WHAT YOU ARE ASKED TO DO: Could you collect and copy out every line in the records below that contains the word "chain"?

Dataset excerpt:
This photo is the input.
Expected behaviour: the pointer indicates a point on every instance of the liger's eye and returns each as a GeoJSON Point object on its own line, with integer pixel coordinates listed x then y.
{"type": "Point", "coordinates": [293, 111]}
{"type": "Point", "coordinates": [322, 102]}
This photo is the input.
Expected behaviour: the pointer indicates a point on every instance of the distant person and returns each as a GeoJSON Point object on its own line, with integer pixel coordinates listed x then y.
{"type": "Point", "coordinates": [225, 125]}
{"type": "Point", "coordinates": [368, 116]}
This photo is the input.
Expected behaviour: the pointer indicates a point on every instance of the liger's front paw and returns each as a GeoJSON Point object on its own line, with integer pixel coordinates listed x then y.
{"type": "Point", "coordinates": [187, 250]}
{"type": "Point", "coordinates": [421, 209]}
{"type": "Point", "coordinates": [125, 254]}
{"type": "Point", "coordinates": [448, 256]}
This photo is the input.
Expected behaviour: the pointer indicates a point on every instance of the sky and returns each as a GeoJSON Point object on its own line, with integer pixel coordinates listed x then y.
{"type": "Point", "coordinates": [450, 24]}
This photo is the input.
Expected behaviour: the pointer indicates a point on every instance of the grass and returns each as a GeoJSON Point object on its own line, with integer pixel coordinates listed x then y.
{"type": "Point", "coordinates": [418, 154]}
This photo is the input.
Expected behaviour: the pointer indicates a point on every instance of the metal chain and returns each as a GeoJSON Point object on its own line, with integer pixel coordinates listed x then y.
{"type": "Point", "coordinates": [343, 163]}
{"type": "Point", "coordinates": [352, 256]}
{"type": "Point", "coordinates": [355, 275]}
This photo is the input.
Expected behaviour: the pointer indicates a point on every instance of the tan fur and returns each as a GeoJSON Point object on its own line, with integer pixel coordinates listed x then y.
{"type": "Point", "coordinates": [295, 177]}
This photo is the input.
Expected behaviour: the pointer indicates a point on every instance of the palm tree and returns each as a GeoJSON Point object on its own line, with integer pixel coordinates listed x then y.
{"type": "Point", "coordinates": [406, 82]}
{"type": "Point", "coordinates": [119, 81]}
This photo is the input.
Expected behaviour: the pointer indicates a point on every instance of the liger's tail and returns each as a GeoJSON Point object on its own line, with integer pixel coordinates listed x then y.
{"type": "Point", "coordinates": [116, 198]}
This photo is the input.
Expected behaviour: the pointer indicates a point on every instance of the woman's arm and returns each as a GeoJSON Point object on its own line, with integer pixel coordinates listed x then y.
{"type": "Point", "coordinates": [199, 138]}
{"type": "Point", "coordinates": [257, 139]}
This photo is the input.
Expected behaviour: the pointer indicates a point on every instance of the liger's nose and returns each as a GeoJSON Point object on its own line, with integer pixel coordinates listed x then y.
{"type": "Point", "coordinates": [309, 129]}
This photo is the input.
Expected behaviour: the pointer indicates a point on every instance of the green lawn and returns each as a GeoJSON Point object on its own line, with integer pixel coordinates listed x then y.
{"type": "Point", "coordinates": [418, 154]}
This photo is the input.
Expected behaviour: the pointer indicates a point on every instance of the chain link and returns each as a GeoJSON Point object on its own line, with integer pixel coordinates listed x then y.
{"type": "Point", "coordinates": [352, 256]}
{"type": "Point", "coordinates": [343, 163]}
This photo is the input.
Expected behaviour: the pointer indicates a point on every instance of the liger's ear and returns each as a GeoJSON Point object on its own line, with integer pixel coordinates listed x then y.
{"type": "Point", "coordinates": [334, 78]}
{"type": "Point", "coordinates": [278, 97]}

FULL ANSWER:
Expected behaviour: the pointer indicates a point on every instance of the metal chain and returns each as a GeoJSON Point object on its own line, with integer pixel coordinates listed x then y.
Expected behaviour: the pointer indicates a point on every instance of the chain link and returns each as a GeoJSON Point object on its own line, with integer pixel coordinates listed x then y.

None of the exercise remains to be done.